**Work required:**
Pick out every line in the entries below that contains the word "water" and copy each of those lines.

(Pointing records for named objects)
>>
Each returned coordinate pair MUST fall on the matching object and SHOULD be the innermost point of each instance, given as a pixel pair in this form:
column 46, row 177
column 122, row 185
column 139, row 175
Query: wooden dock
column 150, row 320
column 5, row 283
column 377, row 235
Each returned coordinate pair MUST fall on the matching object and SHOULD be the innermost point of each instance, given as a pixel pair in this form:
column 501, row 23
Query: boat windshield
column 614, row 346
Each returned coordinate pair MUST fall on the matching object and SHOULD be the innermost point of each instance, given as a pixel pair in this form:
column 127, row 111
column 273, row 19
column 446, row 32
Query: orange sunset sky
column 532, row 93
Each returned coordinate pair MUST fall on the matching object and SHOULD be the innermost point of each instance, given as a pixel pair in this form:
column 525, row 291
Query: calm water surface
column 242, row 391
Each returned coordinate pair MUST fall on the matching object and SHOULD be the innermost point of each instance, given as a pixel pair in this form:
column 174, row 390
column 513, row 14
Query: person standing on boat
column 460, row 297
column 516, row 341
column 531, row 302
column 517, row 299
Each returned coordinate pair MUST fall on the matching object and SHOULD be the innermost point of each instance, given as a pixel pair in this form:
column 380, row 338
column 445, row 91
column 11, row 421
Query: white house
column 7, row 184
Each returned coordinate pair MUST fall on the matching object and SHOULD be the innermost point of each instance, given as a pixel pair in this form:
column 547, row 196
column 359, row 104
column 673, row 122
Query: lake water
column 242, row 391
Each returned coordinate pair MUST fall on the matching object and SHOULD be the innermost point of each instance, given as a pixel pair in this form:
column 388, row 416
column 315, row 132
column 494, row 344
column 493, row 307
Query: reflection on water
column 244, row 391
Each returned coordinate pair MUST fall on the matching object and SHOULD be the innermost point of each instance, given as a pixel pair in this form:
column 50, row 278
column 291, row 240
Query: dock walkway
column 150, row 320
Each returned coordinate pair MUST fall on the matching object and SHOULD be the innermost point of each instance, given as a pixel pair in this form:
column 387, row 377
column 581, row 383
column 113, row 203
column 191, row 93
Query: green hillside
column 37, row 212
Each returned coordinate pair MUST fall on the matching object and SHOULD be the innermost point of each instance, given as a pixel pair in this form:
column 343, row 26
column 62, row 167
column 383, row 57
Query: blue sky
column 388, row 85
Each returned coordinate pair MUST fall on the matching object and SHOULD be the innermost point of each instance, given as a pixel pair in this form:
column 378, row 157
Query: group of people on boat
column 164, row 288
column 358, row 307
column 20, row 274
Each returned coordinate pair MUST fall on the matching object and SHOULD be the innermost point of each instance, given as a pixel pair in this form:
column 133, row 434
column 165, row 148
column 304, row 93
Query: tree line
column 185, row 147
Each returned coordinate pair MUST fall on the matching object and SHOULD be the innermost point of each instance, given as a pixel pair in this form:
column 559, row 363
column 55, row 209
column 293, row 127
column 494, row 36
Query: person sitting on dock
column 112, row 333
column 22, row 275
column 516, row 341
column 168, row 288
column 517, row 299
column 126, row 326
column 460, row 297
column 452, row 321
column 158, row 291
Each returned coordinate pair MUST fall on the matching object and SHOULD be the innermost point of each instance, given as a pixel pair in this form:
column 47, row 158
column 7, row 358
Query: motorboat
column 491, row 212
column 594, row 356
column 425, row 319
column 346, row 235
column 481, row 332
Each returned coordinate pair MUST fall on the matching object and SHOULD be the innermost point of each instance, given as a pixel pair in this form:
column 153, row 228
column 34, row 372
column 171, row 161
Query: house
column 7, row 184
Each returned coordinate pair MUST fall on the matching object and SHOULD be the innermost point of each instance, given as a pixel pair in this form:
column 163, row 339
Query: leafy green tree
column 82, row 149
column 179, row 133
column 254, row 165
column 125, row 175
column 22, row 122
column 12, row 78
<<
**Solution below:**
Query: calm water surface
Query: lake water
Query: reflection on water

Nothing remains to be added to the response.